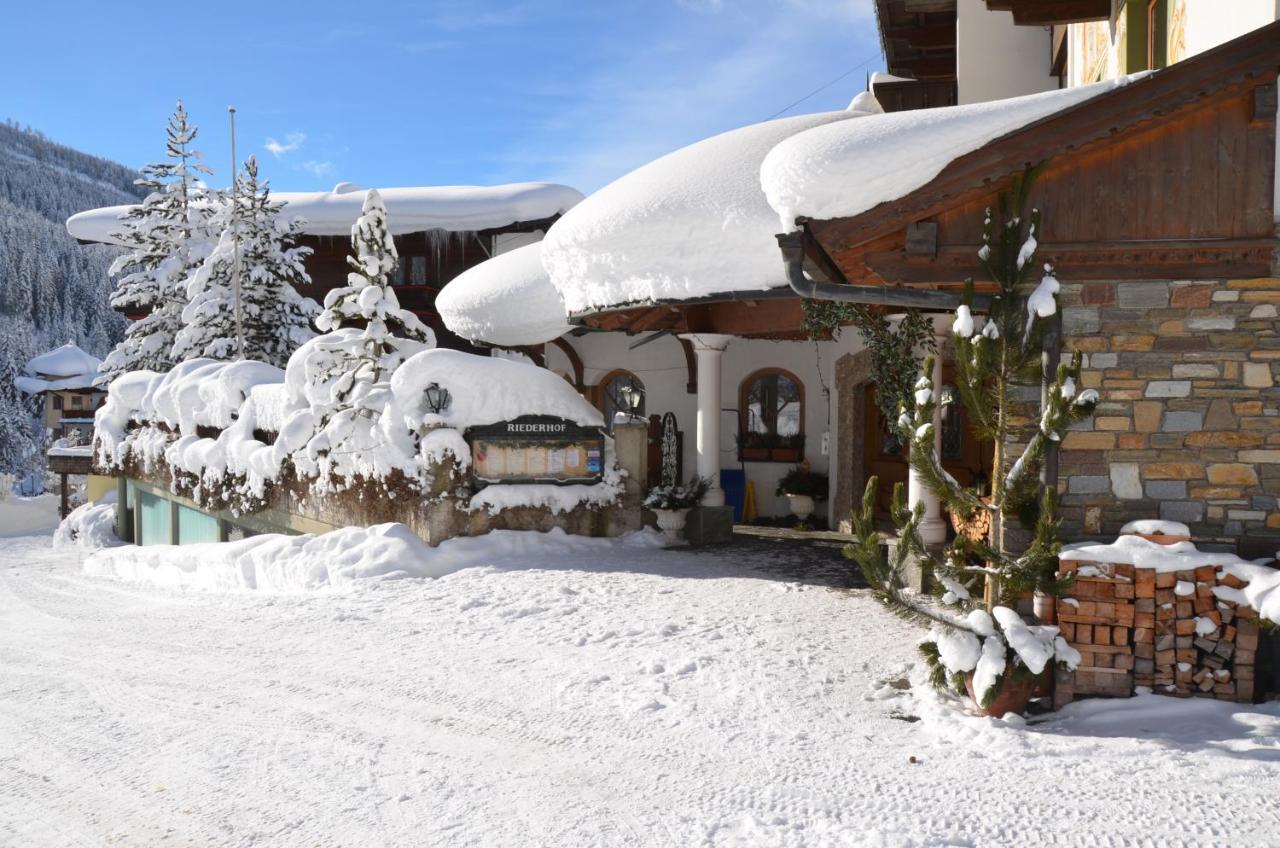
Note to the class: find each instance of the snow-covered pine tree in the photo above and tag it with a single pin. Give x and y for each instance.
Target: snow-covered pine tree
(21, 431)
(274, 318)
(168, 237)
(369, 336)
(991, 363)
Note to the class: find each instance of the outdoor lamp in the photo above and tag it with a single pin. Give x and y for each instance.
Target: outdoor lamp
(437, 397)
(946, 397)
(631, 397)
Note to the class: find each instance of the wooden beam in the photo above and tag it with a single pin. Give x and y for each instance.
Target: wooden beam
(1043, 14)
(1038, 13)
(574, 360)
(924, 37)
(941, 67)
(1189, 259)
(923, 7)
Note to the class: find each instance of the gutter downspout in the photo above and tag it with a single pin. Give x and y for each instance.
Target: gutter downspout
(792, 256)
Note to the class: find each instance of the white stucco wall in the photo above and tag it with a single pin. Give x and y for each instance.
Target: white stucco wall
(661, 366)
(1214, 22)
(996, 59)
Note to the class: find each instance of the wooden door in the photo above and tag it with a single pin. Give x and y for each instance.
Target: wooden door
(963, 455)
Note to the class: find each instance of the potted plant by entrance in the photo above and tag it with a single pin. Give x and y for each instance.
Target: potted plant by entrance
(671, 504)
(803, 489)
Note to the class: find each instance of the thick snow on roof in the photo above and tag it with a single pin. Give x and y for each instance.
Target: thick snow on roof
..............................
_ACTION ITEM:_ Nothing but the lines from the one holding "Note to the class: find each instance of the wooden door" to the end of the entries should be output, each exactly as it appears.

_WRITTEN RESPONSE:_
Note to the class: find each instance of the wooden door in the photo above and tag it with a single pin. Give x and y for each instance.
Target: wooden door
(963, 455)
Note to the class: find each instance of the potted plant by entrance in the photo above and tag it with a single pin. Give x and y for each instance.
Target: potted plant by entrance
(671, 504)
(803, 489)
Note to the class: find each instance of the thick snow on roof in the photo above and tag it with a single pin. Give x and y for each instance.
Target: thick snow on roof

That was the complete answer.